EXTRACTED DATA
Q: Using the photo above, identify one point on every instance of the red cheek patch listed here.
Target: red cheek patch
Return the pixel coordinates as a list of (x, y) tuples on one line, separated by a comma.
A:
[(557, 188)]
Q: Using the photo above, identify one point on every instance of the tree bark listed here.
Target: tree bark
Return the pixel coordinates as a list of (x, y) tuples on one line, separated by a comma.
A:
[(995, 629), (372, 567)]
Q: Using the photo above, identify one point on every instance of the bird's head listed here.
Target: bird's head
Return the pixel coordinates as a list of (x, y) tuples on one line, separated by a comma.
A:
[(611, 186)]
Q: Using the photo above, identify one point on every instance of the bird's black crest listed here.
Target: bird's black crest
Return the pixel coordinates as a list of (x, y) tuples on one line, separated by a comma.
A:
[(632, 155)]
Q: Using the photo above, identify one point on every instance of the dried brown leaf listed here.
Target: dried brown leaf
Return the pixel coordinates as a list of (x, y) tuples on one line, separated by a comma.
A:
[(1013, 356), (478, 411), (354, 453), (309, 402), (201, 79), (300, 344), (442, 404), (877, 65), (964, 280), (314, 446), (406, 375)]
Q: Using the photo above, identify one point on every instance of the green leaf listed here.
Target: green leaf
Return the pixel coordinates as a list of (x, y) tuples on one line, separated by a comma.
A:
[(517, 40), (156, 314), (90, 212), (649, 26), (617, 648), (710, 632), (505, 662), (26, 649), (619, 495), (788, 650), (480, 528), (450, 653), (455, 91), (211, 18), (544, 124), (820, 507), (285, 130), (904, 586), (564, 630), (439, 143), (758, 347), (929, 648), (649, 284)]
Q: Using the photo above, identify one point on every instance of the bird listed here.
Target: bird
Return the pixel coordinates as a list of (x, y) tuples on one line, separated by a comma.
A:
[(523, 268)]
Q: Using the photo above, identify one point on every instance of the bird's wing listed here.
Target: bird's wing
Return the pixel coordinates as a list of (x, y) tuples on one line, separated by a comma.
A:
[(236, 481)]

PROBLEM TO SOLVE
Retype the records above word for word, starting at their very first line and ending with the line that contains "[(557, 188)]", with both of those lines included.

PROBLEM SOLUTION
Q: Using the photo above, identify one point on every instance of the red cheek patch listed here.
Target: red cheek patch
Return the pixel coordinates as a list of (x, y) tuples on one line, separated by a comma.
A:
[(557, 188)]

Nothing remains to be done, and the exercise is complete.